%%

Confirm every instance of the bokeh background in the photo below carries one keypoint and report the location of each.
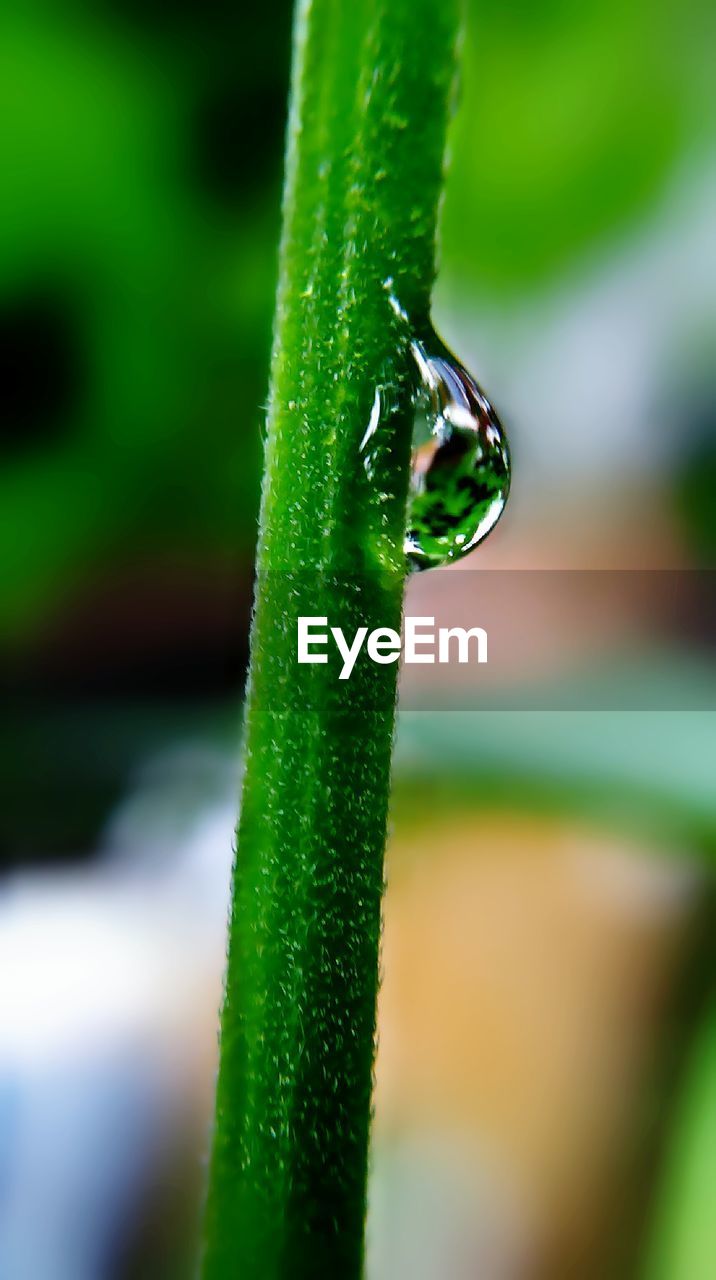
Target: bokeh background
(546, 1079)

%%
%%

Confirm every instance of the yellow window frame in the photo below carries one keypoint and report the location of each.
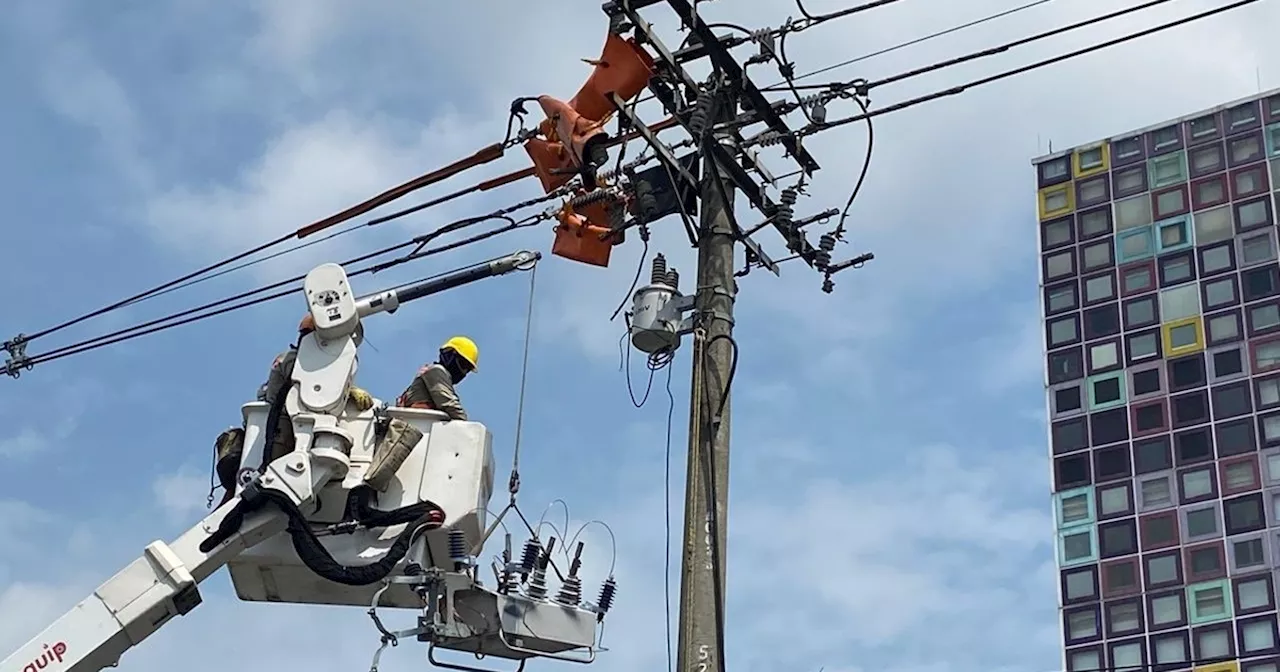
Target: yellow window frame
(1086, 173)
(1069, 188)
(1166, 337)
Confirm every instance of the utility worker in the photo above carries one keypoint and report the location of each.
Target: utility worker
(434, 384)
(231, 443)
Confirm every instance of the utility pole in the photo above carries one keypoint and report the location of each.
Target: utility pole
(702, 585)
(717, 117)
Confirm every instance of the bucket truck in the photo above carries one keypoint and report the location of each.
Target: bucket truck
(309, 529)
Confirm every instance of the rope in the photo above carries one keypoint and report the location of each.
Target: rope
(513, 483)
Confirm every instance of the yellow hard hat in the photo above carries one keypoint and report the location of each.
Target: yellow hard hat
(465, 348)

%%
%%

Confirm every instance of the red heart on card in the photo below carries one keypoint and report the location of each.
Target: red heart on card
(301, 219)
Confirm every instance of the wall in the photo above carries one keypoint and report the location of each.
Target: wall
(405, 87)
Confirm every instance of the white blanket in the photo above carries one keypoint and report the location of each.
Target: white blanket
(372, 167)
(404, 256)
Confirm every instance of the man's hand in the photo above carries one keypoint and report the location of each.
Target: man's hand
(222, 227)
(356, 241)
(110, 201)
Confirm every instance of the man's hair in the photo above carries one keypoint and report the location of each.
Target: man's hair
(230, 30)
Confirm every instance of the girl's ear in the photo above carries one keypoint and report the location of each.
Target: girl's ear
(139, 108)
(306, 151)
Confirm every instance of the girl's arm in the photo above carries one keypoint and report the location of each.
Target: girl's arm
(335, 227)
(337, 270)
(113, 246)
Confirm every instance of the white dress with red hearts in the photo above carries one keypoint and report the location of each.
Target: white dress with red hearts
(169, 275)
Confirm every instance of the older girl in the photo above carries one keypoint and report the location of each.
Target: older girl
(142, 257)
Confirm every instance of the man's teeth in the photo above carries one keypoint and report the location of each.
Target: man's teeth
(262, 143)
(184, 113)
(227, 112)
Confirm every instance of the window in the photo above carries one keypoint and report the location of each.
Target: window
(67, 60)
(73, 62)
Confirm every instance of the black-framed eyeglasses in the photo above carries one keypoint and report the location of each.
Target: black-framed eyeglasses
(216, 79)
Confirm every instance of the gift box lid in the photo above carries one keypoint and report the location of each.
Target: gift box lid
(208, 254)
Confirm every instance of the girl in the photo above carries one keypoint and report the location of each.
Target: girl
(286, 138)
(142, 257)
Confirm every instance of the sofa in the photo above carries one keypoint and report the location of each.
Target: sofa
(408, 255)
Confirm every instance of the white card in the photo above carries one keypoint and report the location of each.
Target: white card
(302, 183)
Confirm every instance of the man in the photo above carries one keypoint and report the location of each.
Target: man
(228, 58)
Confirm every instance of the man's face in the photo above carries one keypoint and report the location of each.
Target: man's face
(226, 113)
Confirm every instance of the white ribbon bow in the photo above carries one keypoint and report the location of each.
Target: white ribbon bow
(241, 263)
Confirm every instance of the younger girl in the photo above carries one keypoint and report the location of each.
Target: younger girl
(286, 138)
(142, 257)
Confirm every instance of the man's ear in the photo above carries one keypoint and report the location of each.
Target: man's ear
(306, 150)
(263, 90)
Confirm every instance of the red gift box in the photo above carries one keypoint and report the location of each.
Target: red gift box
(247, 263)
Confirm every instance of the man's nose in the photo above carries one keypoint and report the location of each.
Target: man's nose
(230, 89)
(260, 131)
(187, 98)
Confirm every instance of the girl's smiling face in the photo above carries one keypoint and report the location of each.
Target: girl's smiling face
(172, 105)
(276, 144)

%%

- WHAT YOU SHOULD DO
Can you retype the data from the line containing "Confirm every instance of the bokeh" up to and including the line containing "(546, 1079)", leaving out the pictures?

- SOLUTION BELOW
Confirm every instance of the bokeh background in the photo below carries one keypoint and report the location of each.
Target: bokeh background
(546, 1079)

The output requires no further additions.